— Begin Source —

Categories of Gathered Data

In-App Protection gathers only technical and device-related data required to evaluate the security and integrity of the application runtime environment. These data do not include direct identification data such as name, address, email address, phone number, or national identification number. Where the gathered data can be linked directly or indirectly to a natural person, they should be treated as pseudonymous personal data under GDPR.

This chapter describes all supported categories of data that may be stored by In-App Protection. The actual scope of stored data depends on the specific SDK configuration and enabled features used in a given deployment. As a result, not every deployment will store all identifiers, flags, or event records described in this chapter. The full description of flags and events is in the respective SDK documentation.

This category covers identifiers used to distinguish a device or client instance.

System-assigned device ID

An identifier assigned by the system to a device record. This identifier is derived using device fingerprinting techniques, but the underlying device fingerprint is not stored by the system.

Customer-assigned device ID

An identifier assigned by the customer to a device and provided to the system.

Customer-assigned client ID

An identifier assigned by the customer to a client, installation, or application instance and provided to the system.

Device Security and Integrity Attributes

This category covers technical attributes that describe the current security posture of the device, application runtime, and network environment. In In-App Protection, these attributes are primarily represented as device flags. A flag expresses whether a specific security-relevant condition is currently detected for a given device record.

The following flags can be stored in this category:

Device compromise and app integrity

  • ROOTED – indicates that the Android device appears to be rooted.
  • JAILBROKEN – indicates that the iOS device appears to be jailbroken.
  • REPACKAGED_SOURCE – indicates that the application appears to have been repackaged or modified from its expected distribution source.

— End Source —
— Begin Recorded data —

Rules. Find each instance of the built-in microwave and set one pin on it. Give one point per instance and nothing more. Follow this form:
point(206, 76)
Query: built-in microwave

— End Recorded data —

--- Objective A ---
Reproduce, word for word, the stretch of the In-App Protection data text from "This chapter describes" through "respective SDK documentation.".
--- Objective B ---
For each statement, answer yes or no as to whether the In-App Protection data text supports it, and quote the deciding words of the text: (i) the system stores the device fingerprint from which the system-assigned device ID is derived; (ii) every deployment stores all of the identifiers, flags, and event records described in the chapter; (iii) the gathered data exclude email addresses.

--- Exercise response A ---
This chapter describes all supported categories of data that may be stored by In-App Protection. The actual scope of stored data depends on the specific SDK configuration and enabled features used in a given deployment. As a result, not every deployment will store all identifiers, flags, or event records described in this chapter. The full description of flags and events is in the respective SDK documentation.

--- Exercise response B ---
(i) No: "the underlying device fingerprint is not stored by the system."
(ii) No: "not every deployment will store all identifiers, flags, or event records described in this chapter."
(iii) Yes: "These data do not include direct identification data such as name, address, email address, phone number, or national identification number."